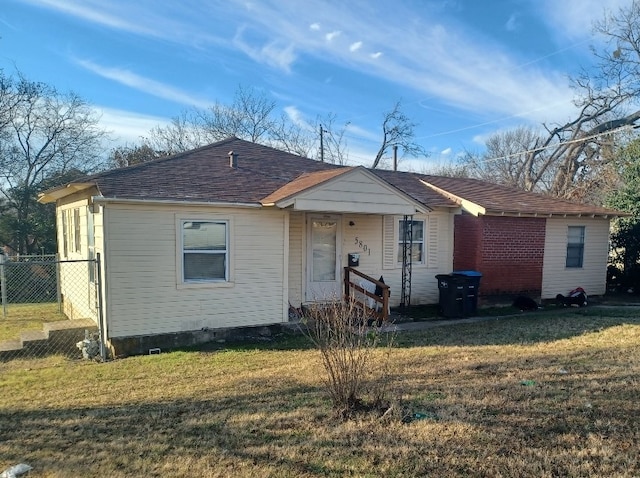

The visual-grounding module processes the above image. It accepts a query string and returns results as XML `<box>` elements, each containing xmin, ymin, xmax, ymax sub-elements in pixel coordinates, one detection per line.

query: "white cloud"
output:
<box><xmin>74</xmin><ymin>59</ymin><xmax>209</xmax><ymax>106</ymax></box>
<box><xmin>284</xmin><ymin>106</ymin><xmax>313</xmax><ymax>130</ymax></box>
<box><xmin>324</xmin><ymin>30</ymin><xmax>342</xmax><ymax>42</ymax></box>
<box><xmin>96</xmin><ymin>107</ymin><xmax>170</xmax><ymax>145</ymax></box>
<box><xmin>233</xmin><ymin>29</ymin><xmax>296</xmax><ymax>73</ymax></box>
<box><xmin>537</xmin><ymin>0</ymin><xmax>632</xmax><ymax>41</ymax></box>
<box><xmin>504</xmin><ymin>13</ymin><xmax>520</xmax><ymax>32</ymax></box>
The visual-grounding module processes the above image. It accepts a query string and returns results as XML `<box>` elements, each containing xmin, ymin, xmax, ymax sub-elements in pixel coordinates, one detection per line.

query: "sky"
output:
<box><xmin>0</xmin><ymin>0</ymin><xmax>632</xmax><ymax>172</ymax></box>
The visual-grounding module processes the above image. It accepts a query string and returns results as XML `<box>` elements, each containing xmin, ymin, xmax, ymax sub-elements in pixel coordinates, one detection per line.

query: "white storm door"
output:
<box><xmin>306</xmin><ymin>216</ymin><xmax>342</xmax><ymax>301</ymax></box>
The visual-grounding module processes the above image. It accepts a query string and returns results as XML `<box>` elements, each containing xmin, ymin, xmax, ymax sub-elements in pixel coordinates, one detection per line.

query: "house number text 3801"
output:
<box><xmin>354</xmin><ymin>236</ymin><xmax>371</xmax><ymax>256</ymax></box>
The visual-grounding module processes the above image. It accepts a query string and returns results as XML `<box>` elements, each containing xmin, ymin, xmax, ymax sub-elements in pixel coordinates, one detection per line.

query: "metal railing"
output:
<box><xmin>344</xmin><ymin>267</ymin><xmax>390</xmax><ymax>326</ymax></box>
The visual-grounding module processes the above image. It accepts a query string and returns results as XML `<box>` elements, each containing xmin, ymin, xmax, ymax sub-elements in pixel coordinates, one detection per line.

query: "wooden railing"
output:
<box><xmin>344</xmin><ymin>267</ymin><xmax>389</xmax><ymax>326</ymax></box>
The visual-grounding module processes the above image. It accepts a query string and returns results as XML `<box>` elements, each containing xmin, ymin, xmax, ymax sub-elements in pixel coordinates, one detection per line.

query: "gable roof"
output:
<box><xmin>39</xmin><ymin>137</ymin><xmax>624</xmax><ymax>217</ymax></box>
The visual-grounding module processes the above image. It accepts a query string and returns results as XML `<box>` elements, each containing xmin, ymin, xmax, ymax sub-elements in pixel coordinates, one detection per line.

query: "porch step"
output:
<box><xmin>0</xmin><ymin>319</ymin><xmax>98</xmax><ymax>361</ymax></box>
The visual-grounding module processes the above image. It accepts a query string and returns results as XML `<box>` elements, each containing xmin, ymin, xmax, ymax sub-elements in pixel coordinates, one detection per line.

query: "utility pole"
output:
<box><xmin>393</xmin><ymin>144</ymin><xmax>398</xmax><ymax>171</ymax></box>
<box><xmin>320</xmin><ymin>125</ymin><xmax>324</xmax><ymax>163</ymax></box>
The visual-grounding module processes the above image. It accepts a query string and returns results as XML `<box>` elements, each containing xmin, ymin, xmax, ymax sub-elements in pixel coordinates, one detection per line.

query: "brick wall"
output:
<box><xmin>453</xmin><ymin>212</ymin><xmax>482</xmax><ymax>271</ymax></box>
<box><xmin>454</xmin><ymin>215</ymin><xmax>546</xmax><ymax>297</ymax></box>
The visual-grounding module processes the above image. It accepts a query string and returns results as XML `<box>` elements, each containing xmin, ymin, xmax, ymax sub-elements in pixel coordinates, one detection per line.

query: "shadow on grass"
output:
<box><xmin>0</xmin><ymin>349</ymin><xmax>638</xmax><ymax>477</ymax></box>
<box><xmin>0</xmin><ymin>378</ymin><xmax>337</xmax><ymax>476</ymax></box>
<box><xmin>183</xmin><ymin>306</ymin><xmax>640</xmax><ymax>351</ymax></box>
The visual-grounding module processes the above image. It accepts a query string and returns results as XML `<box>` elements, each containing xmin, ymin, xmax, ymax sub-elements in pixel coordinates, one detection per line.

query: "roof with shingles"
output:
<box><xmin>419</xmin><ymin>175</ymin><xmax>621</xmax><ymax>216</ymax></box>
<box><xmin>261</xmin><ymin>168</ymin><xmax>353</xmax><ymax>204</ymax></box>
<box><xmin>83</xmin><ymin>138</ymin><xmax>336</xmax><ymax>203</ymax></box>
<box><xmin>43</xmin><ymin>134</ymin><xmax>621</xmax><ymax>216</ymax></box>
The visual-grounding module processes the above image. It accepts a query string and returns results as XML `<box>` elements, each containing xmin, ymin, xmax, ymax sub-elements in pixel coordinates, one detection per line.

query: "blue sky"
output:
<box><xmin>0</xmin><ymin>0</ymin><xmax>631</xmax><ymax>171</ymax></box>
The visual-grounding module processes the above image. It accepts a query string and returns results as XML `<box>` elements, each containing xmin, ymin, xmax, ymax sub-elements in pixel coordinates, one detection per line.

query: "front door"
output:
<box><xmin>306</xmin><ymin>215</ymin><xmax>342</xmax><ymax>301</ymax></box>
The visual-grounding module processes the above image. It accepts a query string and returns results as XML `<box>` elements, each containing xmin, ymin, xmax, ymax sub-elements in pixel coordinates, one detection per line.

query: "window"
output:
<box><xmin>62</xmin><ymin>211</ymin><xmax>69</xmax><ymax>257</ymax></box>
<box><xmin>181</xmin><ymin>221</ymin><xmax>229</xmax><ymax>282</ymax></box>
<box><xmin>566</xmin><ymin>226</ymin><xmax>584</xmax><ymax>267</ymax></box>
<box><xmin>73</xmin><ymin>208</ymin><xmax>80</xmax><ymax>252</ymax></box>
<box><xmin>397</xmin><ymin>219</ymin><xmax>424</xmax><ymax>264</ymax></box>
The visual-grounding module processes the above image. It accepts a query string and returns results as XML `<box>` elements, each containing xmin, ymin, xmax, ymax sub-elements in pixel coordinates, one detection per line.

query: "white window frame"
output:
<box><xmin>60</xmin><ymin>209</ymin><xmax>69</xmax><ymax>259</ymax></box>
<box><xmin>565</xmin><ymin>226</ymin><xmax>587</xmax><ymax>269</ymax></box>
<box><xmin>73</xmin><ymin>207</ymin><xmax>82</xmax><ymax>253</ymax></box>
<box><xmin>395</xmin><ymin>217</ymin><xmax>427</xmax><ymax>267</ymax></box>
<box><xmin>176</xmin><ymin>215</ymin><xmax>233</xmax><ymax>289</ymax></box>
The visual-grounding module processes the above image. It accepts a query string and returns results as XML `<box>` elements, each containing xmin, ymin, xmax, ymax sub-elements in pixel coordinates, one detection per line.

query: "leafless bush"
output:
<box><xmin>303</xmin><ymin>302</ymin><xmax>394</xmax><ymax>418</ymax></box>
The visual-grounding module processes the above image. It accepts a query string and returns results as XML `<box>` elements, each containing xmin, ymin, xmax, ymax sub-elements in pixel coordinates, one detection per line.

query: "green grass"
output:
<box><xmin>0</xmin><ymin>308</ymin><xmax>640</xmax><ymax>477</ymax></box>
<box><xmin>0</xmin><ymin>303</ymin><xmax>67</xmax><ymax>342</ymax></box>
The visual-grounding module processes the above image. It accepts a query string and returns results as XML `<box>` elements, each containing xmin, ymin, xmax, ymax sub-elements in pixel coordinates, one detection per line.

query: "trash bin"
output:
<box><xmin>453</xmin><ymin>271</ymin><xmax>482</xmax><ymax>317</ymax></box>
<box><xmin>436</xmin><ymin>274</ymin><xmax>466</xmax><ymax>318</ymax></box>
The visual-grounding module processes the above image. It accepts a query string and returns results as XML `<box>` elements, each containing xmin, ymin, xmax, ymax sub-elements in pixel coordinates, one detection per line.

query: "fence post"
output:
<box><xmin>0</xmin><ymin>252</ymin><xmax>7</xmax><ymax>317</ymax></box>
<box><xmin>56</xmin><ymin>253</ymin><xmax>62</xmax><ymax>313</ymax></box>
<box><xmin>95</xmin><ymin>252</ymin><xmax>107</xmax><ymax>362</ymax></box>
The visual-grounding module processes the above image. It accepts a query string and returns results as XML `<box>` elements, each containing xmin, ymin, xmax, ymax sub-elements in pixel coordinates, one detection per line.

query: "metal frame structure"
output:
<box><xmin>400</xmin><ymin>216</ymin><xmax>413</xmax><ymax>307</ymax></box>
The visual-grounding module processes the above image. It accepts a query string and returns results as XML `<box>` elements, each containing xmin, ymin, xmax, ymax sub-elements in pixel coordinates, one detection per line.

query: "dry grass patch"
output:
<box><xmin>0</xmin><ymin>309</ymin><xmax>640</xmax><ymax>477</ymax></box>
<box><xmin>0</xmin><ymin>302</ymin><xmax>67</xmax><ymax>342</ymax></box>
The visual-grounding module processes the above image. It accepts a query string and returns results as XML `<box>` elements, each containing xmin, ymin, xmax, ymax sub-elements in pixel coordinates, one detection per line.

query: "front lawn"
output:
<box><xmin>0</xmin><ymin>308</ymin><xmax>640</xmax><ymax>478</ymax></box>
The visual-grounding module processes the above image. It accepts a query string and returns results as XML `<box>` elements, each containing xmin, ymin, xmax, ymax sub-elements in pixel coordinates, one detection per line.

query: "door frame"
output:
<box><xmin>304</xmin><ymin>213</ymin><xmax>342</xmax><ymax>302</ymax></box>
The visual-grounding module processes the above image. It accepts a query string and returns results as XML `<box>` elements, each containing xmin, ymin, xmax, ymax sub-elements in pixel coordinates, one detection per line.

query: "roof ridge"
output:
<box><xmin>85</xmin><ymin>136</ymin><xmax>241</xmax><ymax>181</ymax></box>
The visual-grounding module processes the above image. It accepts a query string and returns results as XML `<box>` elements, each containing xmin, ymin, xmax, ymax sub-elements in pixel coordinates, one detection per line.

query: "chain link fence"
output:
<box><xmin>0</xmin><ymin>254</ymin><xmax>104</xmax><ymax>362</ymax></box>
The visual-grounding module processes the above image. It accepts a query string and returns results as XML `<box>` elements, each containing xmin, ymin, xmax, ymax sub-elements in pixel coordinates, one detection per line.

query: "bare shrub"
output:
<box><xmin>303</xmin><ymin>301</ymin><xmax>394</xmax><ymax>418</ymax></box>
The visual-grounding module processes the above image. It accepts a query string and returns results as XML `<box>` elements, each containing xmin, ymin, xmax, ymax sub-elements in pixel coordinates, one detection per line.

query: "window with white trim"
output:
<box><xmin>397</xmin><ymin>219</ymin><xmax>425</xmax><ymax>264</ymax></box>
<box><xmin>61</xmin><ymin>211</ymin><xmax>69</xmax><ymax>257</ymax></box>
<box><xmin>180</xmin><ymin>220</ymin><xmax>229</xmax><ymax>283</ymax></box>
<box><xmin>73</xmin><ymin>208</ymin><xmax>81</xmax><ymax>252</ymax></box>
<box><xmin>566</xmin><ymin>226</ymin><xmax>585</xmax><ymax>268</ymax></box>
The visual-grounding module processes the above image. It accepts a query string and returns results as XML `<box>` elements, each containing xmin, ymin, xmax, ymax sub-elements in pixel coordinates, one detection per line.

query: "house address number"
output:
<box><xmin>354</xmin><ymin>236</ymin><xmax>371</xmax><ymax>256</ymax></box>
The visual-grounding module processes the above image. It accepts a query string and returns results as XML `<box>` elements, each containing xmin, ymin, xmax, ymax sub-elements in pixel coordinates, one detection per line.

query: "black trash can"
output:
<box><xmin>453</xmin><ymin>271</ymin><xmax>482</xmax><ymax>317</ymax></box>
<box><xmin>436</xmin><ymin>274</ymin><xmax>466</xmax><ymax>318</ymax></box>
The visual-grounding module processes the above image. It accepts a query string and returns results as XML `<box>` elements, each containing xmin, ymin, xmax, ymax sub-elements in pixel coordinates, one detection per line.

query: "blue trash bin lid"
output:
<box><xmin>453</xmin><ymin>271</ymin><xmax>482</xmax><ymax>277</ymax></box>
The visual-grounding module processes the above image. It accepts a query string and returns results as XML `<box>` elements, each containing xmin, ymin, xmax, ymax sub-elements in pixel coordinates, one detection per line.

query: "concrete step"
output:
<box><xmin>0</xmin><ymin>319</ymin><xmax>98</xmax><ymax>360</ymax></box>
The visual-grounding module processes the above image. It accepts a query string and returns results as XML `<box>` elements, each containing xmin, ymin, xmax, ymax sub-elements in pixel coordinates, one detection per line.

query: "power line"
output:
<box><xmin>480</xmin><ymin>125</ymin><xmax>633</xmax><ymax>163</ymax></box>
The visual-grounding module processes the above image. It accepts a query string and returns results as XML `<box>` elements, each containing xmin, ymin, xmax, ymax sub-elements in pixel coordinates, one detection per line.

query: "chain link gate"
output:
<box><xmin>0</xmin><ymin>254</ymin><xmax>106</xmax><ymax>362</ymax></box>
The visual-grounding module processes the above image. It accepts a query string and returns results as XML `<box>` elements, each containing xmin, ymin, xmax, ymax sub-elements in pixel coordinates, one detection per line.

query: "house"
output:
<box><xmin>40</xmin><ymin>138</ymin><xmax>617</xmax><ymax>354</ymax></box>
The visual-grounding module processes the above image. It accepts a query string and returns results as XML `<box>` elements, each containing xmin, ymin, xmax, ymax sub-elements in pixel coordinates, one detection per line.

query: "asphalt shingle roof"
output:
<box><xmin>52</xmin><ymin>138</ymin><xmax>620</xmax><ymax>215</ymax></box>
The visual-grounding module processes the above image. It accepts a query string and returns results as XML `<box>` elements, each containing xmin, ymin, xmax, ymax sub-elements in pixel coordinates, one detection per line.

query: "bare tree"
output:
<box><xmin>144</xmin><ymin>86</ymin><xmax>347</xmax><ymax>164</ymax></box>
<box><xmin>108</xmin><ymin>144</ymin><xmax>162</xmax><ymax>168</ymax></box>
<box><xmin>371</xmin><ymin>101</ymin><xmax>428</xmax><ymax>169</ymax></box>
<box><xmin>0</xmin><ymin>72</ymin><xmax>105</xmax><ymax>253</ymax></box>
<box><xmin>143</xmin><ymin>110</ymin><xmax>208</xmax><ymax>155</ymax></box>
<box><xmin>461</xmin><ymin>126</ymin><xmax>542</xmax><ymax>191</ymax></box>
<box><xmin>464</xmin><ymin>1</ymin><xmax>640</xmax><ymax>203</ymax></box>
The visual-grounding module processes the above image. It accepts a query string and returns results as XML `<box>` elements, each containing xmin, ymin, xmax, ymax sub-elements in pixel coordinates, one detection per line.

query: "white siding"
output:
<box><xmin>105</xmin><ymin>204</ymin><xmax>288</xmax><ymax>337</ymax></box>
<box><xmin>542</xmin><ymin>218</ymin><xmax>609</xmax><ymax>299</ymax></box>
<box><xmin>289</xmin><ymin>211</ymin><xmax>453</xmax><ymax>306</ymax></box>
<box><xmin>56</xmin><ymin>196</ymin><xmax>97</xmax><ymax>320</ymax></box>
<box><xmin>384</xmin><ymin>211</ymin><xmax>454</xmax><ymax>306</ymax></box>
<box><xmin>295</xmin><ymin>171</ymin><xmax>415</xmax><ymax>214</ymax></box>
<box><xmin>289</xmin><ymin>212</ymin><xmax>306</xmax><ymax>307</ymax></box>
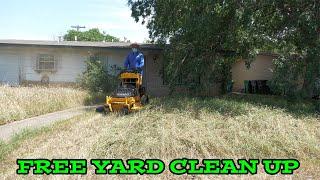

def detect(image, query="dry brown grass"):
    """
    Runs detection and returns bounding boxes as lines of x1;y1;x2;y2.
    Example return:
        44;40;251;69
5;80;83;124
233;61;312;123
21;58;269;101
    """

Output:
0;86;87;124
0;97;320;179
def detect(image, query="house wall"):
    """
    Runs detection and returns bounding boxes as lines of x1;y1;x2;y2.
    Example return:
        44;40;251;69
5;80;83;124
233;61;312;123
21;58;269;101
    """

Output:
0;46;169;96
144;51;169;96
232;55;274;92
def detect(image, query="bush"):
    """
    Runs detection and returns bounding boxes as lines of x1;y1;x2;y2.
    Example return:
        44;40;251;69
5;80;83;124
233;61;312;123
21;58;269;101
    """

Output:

^^^^

Your task: Count the lines of the records above that contain the string "bush", treating uppercase and lowercase as different, and reply with the number alone.

Correct output: 2